PROBLEM: Rescale the rows below: reproduce every line from the one containing "the camouflage cap?" through the one containing "36, 76, 55]]", requests included, and give nothing else. Multiply each bounding-box coordinate in the answers by 0.7 and round it to a whole number, rounding halves up, but leave the numbers in the requests and their format samples unchanged.
─── EXTRACTED INFORMATION
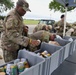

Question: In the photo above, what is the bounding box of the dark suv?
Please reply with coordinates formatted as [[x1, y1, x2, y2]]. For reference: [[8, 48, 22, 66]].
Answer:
[[38, 19, 55, 32]]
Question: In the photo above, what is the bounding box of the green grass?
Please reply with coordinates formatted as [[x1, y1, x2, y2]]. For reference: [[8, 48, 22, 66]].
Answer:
[[23, 20, 39, 25]]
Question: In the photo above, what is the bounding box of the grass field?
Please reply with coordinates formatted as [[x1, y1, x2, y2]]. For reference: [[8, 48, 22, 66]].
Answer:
[[24, 20, 39, 25]]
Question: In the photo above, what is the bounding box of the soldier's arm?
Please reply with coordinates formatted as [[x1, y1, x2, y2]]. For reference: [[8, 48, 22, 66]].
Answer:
[[6, 18, 29, 47], [54, 22, 60, 30], [33, 26, 37, 33]]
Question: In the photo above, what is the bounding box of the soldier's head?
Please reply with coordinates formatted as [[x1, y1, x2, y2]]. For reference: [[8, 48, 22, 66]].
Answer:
[[49, 34, 56, 41], [60, 14, 65, 21], [16, 0, 31, 16]]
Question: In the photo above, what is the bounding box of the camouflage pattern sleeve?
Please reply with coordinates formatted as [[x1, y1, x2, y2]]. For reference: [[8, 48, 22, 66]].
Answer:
[[54, 22, 60, 30], [6, 17, 29, 47]]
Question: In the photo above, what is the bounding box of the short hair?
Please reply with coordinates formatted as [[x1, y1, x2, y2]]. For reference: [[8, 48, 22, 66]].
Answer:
[[61, 14, 65, 18]]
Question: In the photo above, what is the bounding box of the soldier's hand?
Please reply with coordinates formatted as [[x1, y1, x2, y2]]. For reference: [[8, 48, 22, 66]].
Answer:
[[30, 39, 41, 47]]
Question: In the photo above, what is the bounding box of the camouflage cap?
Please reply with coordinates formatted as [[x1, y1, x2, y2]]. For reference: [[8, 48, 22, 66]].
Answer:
[[17, 0, 31, 12]]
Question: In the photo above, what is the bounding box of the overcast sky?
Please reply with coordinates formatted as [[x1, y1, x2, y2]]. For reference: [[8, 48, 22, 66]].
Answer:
[[2, 0, 76, 22]]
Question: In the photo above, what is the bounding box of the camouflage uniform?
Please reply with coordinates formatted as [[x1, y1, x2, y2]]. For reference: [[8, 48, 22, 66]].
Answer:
[[1, 9, 29, 62], [54, 20, 71, 36]]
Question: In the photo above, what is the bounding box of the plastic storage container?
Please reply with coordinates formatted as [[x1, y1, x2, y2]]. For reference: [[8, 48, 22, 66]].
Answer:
[[35, 42, 62, 75], [55, 38, 72, 60], [0, 49, 45, 75], [18, 49, 44, 75], [63, 36, 76, 55]]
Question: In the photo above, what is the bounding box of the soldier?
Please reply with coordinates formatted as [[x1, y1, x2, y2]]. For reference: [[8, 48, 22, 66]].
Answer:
[[54, 15, 71, 36], [33, 24, 52, 33], [72, 22, 76, 36], [1, 0, 40, 62]]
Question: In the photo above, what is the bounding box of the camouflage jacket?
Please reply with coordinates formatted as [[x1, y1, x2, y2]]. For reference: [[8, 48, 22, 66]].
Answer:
[[54, 20, 71, 35], [1, 9, 29, 51]]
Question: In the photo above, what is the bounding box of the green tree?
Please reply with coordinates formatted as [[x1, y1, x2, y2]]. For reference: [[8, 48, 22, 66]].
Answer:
──────
FULL OUTPUT:
Question: In the photo above, what is the bounding box of the camouflage cap?
Please reply with coordinates formatted as [[x1, y1, x2, y2]]. For reference: [[8, 48, 22, 66]].
Answer:
[[12, 0, 22, 8]]
Question: In the photo above, what is the bounding box of the overcast sky?
Please reply with coordinates formatted as [[x1, y1, x2, y2]]. For reference: [[8, 48, 22, 66]].
Answer:
[[1, 0, 53, 15]]
Question: In the photo above, what is the bounding box of the camouflage uniform?
Please reply with coordinates formatted as [[x1, y1, x2, y2]]. For reference: [[8, 48, 22, 66]].
Answer:
[[1, 6, 20, 43], [38, 14, 50, 25]]
Question: In the photo above, what is the bounding box of the plastic storage container?
Please reply with coordinates formatted as [[x1, y1, x2, y2]]. For reference: [[8, 48, 22, 66]].
Answer:
[[25, 29, 43, 53], [39, 27, 50, 42], [0, 34, 32, 53], [13, 34, 31, 53], [44, 25, 53, 39]]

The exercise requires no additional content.